_EXTRAIT PROPOSÉ_.
J'avance, avec de l'ombre sur les épaules. ( André Du Bouchet)

dimanche 12 avril 2015

L'Altana ou la vie vénitienne

Que de fois ai-je poursuivi en moi-même et en elle le mot de cette tendre énigme! Pourquoi, dès que je respire l'air vénitien, éprouvé-je ce plaisir à vivre où les actes les plus insignifiants et les pensées les plus quotidiennes prennent une valeur particulière, un sens exceptionnel et me communiquent un bien-être inaccoutumé? Pourquoi m'y sens-je si intimement adapté aux choses, si près d'elles et si à elles, en une sorte de convenance profonde? Pourquoi le son des cloches dans le ciel, le bruit d'un pas sur les dalles me font-ils battre le cœur d'une certaine façon? De quelle prédisposition me vient cet accord avec tout ce qui m'entoure? De quelque lointaine influence atavique peut-être? N'ai-je pas dans mon ascendance deux aïeules qui portaient un nom à consonance italienne et qui m'auraient transmis d'obscures affinités?

_DONNÉES FOURNIES_.
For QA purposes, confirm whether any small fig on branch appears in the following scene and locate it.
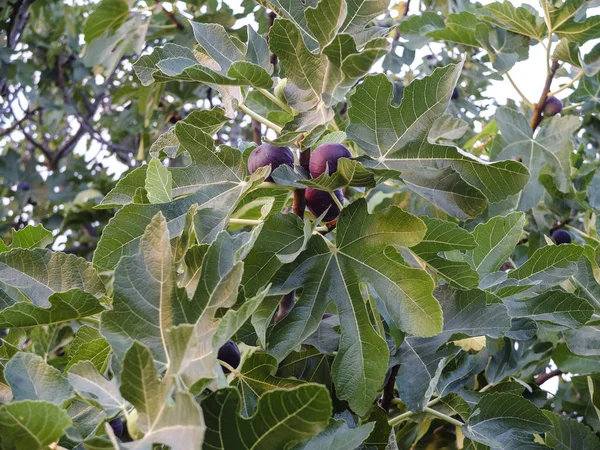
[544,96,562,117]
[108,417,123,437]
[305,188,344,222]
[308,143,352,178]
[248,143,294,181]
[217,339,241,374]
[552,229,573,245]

---

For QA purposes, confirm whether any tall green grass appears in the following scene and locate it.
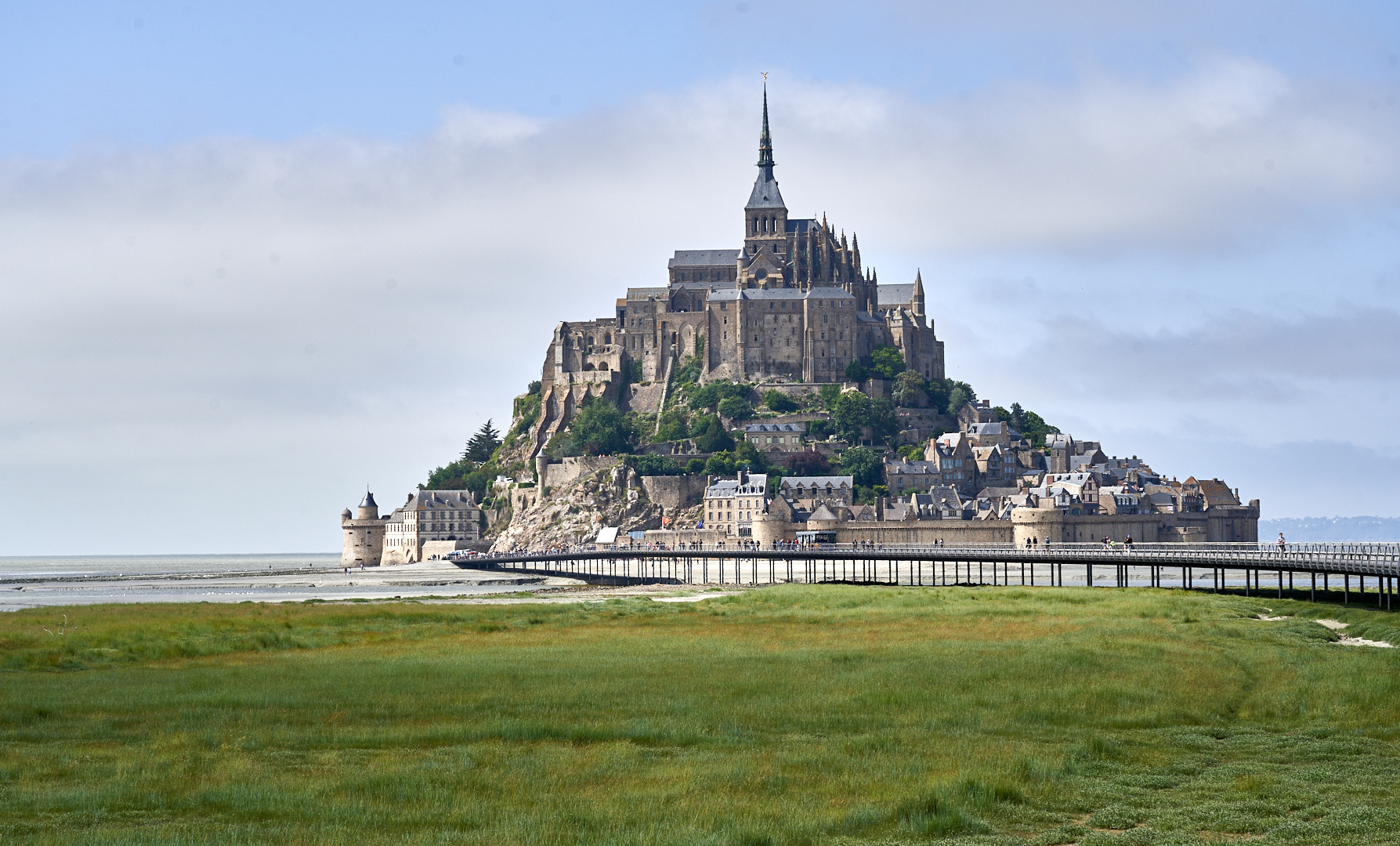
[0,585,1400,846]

_CONSIGNE ÉCRITE_.
Transcrivez, s'il vous plaît, le passage de l'extrait proposé qui commence par « L'Altana ou la » et se poursuit jusqu'à « transmis d'obscures affinités? ».

_RÉSULTAT_.
L'Altana ou la vie vénitienne

Que de fois ai-je poursuivi en moi-même et en elle le mot de cette tendre énigme! Pourquoi, dès que je respire l'air vénitien, éprouvé-je ce plaisir à vivre où les actes les plus insignifiants et les pensées les plus quotidiennes prennent une valeur particulière, un sens exceptionnel et me communiquent un bien-être inaccoutumé? Pourquoi m'y sens-je si intimement adapté aux choses, si près d'elles et si à elles, en une sorte de convenance profonde? Pourquoi le son des cloches dans le ciel, le bruit d'un pas sur les dalles me font-ils battre le cœur d'une certaine façon? De quelle prédisposition me vient cet accord avec tout ce qui m'entoure? De quelque lointaine influence atavique peut-être? N'ai-je pas dans mon ascendance deux aïeules qui portaient un nom à consonance italienne et qui m'auraient transmis d'obscures affinités?